■ EXERCISE BRIEF ■
Find how many lines below hold "light", then state that number by itself.

-------- DATA PROVIDED --------

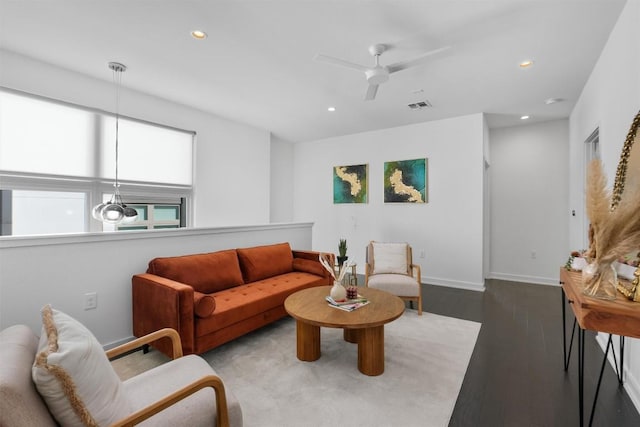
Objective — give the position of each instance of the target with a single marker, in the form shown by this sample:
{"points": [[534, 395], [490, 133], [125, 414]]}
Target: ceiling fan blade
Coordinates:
{"points": [[403, 65], [371, 93], [341, 62]]}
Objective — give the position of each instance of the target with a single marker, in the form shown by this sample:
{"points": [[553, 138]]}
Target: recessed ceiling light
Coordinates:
{"points": [[198, 34], [553, 100]]}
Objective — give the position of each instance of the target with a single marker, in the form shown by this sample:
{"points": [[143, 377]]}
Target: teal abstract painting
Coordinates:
{"points": [[350, 184], [405, 181]]}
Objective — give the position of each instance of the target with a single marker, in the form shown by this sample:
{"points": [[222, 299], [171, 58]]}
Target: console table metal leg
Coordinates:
{"points": [[619, 370], [566, 357], [564, 331], [581, 374], [604, 362], [621, 373]]}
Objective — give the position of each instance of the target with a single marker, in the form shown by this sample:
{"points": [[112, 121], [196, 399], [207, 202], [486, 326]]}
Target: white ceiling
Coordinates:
{"points": [[257, 64]]}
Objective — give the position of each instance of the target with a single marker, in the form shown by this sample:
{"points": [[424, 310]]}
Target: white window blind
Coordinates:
{"points": [[44, 137], [146, 153]]}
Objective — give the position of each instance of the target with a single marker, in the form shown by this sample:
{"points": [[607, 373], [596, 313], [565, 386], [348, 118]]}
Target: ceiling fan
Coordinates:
{"points": [[379, 73]]}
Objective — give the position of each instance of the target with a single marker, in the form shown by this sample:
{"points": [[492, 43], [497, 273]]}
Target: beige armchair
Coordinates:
{"points": [[390, 268], [183, 391]]}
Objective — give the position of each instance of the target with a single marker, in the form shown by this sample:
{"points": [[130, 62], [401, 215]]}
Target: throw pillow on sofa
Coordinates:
{"points": [[308, 266], [262, 262], [206, 273]]}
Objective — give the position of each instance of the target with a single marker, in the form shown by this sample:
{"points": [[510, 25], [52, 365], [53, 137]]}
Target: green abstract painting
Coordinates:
{"points": [[350, 184], [405, 181]]}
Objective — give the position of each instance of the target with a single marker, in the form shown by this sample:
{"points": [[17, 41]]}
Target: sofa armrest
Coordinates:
{"points": [[314, 256], [160, 303]]}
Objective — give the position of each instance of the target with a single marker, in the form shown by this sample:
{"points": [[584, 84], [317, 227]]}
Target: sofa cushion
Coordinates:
{"points": [[206, 273], [308, 266], [261, 262], [74, 376], [242, 302], [203, 304]]}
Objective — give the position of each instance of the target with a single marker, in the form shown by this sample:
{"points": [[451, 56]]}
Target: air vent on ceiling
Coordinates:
{"points": [[420, 105]]}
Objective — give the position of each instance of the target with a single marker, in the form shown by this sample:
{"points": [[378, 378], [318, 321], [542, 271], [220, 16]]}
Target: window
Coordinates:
{"points": [[155, 217], [57, 160]]}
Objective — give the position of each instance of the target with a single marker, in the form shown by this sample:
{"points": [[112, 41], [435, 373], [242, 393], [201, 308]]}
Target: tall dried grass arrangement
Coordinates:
{"points": [[616, 232]]}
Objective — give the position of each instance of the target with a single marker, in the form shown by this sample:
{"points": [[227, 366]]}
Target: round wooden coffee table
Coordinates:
{"points": [[364, 326]]}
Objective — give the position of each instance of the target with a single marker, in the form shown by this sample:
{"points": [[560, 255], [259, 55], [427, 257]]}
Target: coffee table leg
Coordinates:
{"points": [[371, 351], [351, 335], [308, 341]]}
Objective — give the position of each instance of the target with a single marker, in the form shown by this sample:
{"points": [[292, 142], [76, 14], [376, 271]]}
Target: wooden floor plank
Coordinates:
{"points": [[516, 376]]}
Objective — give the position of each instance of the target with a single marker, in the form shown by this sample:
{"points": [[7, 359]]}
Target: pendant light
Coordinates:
{"points": [[115, 211]]}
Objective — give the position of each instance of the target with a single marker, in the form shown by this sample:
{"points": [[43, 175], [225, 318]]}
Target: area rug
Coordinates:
{"points": [[426, 358]]}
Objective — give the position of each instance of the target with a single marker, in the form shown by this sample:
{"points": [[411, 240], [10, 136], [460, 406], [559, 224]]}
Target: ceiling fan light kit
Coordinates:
{"points": [[378, 74]]}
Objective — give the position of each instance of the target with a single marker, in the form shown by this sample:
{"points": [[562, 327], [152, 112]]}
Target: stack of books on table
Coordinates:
{"points": [[348, 304]]}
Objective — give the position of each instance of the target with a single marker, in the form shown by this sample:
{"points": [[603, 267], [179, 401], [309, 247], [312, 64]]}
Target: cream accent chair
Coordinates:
{"points": [[160, 390], [390, 268]]}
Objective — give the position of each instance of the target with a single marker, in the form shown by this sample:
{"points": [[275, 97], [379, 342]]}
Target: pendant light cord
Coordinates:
{"points": [[117, 79]]}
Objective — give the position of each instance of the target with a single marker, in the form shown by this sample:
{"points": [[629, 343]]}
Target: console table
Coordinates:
{"points": [[618, 317]]}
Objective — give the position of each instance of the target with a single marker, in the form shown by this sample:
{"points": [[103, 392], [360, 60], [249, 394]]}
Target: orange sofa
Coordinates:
{"points": [[215, 297]]}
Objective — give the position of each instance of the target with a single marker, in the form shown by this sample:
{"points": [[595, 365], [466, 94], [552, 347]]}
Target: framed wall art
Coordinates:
{"points": [[350, 184], [405, 181]]}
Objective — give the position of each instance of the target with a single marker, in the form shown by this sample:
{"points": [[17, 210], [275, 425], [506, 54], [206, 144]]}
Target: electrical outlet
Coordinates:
{"points": [[90, 301]]}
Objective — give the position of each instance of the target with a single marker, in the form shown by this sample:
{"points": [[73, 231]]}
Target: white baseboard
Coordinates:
{"points": [[631, 383], [522, 278], [470, 286]]}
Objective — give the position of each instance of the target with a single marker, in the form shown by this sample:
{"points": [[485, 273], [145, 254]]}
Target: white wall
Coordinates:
{"points": [[449, 229], [610, 100], [232, 171], [529, 201], [281, 180], [59, 270]]}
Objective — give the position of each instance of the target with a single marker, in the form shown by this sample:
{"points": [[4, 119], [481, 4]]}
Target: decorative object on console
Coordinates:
{"points": [[342, 252], [614, 229], [115, 211], [350, 184], [352, 292], [405, 181]]}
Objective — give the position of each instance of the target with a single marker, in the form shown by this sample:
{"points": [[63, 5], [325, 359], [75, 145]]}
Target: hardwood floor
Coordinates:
{"points": [[516, 375]]}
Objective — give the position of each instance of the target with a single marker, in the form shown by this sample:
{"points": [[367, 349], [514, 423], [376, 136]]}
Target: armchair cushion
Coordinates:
{"points": [[20, 403], [203, 304], [197, 410], [390, 258], [396, 284], [74, 376]]}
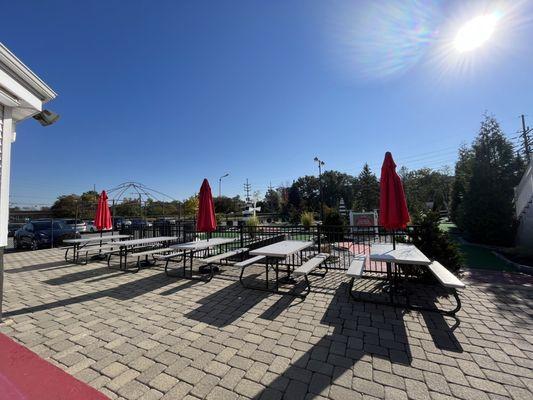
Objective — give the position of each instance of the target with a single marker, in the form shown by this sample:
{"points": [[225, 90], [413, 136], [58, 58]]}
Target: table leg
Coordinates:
{"points": [[277, 275], [190, 267], [391, 283]]}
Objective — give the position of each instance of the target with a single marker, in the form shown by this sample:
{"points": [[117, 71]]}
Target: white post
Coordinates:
{"points": [[6, 137]]}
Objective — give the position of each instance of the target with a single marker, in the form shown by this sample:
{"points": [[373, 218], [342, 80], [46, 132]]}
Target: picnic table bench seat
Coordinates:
{"points": [[310, 265], [448, 281], [245, 263], [219, 257], [445, 277], [104, 250], [356, 268]]}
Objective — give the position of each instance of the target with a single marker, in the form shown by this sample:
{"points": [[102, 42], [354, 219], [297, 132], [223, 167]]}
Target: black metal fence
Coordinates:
{"points": [[343, 243]]}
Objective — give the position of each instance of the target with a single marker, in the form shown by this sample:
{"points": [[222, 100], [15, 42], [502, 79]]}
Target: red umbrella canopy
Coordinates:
{"points": [[206, 221], [102, 220], [393, 213]]}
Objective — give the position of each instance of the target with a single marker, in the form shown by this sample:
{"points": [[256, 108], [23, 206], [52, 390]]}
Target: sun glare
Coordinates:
{"points": [[475, 32]]}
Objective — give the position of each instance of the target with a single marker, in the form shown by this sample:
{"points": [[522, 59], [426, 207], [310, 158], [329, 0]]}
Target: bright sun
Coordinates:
{"points": [[475, 32]]}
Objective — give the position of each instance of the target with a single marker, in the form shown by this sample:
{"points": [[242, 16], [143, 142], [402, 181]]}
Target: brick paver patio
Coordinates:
{"points": [[147, 336]]}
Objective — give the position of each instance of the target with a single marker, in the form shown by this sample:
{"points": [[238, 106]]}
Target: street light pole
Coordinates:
{"points": [[220, 184], [320, 165]]}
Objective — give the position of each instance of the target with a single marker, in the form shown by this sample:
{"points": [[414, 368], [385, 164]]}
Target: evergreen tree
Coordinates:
{"points": [[367, 194], [488, 200], [463, 173]]}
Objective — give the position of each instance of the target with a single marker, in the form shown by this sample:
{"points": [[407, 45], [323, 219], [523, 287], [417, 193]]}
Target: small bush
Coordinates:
{"points": [[307, 219]]}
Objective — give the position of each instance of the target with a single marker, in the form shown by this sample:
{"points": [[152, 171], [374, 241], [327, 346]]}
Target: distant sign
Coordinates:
{"points": [[363, 220]]}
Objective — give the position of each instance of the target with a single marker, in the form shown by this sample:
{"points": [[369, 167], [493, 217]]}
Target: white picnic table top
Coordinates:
{"points": [[135, 242], [282, 249], [202, 244], [105, 239], [403, 254]]}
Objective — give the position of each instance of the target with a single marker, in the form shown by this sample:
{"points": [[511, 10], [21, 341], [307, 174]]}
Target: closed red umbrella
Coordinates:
{"points": [[206, 220], [102, 220], [393, 213]]}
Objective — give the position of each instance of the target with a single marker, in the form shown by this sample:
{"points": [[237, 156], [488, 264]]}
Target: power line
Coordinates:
{"points": [[525, 138]]}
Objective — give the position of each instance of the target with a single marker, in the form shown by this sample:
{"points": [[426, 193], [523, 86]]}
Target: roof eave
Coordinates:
{"points": [[20, 70]]}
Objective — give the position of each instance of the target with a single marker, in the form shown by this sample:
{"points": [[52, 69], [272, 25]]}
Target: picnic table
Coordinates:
{"points": [[79, 243], [402, 253], [276, 252], [126, 247], [190, 248]]}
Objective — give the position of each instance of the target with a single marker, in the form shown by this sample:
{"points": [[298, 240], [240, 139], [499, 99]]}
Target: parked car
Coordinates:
{"points": [[140, 223], [90, 226], [11, 228], [41, 233], [78, 225]]}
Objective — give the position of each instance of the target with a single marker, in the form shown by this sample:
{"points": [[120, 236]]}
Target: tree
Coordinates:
{"points": [[367, 192], [426, 189], [488, 199], [463, 173], [65, 206], [338, 185], [304, 194], [434, 243], [272, 202]]}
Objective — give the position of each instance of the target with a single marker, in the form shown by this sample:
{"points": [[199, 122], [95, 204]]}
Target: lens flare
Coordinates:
{"points": [[475, 32]]}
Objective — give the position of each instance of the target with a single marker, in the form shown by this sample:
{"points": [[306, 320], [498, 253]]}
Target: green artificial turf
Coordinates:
{"points": [[477, 256]]}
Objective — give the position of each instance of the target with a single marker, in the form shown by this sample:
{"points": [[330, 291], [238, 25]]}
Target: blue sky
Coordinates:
{"points": [[169, 93]]}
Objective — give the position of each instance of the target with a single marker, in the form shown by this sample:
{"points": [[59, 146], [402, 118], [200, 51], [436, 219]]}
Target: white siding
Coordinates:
{"points": [[5, 159]]}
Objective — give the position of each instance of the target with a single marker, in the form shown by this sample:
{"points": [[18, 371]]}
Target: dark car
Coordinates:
{"points": [[38, 234], [121, 223], [12, 228], [140, 223]]}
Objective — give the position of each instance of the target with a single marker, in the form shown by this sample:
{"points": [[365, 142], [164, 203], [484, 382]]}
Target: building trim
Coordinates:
{"points": [[25, 75]]}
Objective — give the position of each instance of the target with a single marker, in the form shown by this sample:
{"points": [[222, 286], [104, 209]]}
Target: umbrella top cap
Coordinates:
{"points": [[388, 162]]}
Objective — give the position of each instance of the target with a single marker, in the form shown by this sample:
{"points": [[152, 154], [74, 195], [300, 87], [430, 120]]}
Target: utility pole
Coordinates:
{"points": [[525, 133], [247, 189], [320, 165], [220, 184]]}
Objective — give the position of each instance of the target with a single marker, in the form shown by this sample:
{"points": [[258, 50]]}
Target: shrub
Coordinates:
{"points": [[307, 219]]}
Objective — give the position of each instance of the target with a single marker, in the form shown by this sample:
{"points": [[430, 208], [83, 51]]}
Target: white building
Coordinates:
{"points": [[524, 208], [22, 95]]}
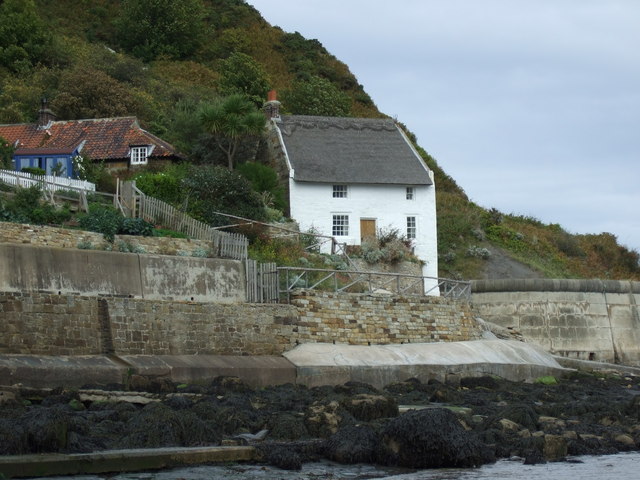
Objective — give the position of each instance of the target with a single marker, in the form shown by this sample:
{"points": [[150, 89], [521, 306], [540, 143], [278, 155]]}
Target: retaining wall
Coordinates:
{"points": [[65, 324], [583, 319], [45, 236], [358, 319], [27, 268]]}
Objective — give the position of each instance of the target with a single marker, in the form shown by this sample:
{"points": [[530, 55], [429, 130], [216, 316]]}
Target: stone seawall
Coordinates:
{"points": [[358, 319], [583, 319], [66, 324]]}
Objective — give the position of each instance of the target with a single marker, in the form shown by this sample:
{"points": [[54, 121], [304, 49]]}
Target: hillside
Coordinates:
{"points": [[107, 60]]}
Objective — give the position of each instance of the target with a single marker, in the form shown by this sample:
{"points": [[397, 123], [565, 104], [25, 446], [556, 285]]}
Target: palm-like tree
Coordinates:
{"points": [[230, 121]]}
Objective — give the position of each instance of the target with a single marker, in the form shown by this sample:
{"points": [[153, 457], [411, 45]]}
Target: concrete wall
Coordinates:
{"points": [[27, 268], [45, 236], [584, 319]]}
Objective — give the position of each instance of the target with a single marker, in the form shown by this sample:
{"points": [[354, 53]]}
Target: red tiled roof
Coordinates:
{"points": [[104, 138]]}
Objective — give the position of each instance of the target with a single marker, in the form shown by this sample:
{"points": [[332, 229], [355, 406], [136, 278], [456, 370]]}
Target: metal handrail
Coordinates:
{"points": [[293, 276]]}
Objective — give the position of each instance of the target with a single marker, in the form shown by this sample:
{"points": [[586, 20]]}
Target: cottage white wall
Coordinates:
{"points": [[313, 206]]}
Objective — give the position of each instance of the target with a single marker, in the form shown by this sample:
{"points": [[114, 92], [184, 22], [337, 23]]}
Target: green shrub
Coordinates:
{"points": [[264, 179], [136, 226], [102, 219], [165, 185]]}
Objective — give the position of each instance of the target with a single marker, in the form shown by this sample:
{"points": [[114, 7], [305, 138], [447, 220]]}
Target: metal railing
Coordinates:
{"points": [[294, 278]]}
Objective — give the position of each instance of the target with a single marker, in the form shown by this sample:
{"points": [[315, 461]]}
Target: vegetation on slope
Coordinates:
{"points": [[107, 59]]}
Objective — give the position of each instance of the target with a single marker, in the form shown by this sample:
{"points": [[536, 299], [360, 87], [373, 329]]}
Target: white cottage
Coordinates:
{"points": [[350, 177]]}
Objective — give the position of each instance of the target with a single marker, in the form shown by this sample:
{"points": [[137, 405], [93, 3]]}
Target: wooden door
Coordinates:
{"points": [[367, 229]]}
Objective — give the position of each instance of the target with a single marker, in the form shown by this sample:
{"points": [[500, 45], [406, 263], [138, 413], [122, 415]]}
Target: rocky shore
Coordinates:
{"points": [[409, 423]]}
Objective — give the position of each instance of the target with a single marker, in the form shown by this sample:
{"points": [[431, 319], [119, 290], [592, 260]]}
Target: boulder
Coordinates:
{"points": [[555, 448], [430, 438], [366, 407], [352, 444]]}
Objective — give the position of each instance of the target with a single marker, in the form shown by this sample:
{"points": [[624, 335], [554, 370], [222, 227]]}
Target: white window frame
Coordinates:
{"points": [[411, 193], [340, 225], [139, 155], [340, 191], [412, 227]]}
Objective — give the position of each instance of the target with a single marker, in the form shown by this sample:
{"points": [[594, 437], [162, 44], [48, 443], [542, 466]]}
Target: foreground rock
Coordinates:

--------

■ YOUR RESPONSE ■
5